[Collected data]
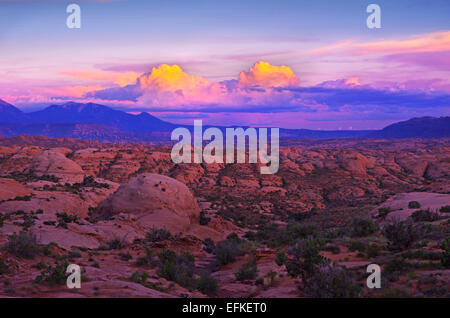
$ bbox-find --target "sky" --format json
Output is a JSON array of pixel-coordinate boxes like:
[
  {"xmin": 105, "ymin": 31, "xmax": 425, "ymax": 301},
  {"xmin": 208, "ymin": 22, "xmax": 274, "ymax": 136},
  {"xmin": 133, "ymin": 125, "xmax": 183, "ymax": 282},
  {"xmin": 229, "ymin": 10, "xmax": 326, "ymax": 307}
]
[{"xmin": 0, "ymin": 0, "xmax": 450, "ymax": 130}]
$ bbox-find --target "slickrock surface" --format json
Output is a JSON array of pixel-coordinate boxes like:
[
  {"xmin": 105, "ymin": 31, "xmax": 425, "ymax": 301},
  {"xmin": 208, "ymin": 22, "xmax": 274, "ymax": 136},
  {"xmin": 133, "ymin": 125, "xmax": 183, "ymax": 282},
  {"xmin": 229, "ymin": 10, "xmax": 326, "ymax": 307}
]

▶ [Work to be completed] Rescale all of the records above by repeating every line, requests included, but leave out the pictures. Multiply each bounding-box coordinate in the answers by 0.2 and round to whole numbers with halves going up, keeping the numbers in the requests and their format samples unchanged.

▶ [Solution for this exercise]
$ bbox-find --target "sky" --format json
Output is a JSON array of pixel-coordinate boxes like:
[
  {"xmin": 105, "ymin": 31, "xmax": 425, "ymax": 301},
  {"xmin": 208, "ymin": 22, "xmax": 274, "ymax": 136},
  {"xmin": 133, "ymin": 125, "xmax": 183, "ymax": 282},
  {"xmin": 229, "ymin": 10, "xmax": 326, "ymax": 307}
]
[{"xmin": 0, "ymin": 0, "xmax": 90, "ymax": 26}]
$ bbox-find --target "slickrock surface" --format json
Output is a JSON array of pixel-coordinate boxes like:
[
  {"xmin": 105, "ymin": 31, "xmax": 425, "ymax": 301},
  {"xmin": 208, "ymin": 22, "xmax": 274, "ymax": 136},
  {"xmin": 133, "ymin": 125, "xmax": 183, "ymax": 282},
  {"xmin": 229, "ymin": 10, "xmax": 326, "ymax": 307}
]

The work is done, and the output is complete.